▶ _Stated task_
Print the items word for word, starting at the first line of the items and ending at the line that contains "0,675 -> 438,905", with both of those lines included.

▶ _Record extracts_
---

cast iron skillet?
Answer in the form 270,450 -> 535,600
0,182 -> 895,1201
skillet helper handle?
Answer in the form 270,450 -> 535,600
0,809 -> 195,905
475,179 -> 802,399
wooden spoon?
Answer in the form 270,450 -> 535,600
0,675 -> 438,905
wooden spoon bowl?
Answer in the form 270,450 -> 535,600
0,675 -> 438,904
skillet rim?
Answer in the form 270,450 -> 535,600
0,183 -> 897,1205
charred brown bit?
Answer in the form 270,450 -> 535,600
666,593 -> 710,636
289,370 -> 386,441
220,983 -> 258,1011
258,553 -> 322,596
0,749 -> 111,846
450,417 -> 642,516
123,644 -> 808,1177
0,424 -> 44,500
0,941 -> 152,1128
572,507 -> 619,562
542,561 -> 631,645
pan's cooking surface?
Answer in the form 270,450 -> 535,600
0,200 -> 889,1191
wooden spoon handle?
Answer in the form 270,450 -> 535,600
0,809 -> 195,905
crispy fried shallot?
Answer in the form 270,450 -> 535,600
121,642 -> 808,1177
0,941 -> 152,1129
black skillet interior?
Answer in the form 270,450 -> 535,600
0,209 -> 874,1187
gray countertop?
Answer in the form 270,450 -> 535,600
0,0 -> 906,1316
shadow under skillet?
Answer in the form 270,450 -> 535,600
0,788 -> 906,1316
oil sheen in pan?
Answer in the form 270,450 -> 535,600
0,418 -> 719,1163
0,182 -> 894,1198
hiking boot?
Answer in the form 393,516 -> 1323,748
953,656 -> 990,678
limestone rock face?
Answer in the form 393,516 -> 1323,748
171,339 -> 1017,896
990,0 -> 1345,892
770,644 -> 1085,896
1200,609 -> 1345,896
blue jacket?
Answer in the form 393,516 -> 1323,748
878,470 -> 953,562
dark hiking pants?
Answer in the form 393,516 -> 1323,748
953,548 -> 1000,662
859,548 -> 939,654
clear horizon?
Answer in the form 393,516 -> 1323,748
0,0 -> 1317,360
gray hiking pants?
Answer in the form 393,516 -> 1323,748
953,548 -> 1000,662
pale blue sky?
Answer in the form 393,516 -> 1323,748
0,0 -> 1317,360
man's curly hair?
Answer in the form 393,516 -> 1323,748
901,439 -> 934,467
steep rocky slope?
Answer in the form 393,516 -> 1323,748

---

▶ _Response below_
cast iron skillet?
Answer in the form 270,450 -> 535,600
0,182 -> 895,1201
skillet helper handle?
Answer in the form 270,450 -> 535,600
0,809 -> 195,905
475,179 -> 802,399
wooden spoon?
Answer in the form 270,450 -> 535,600
0,675 -> 438,905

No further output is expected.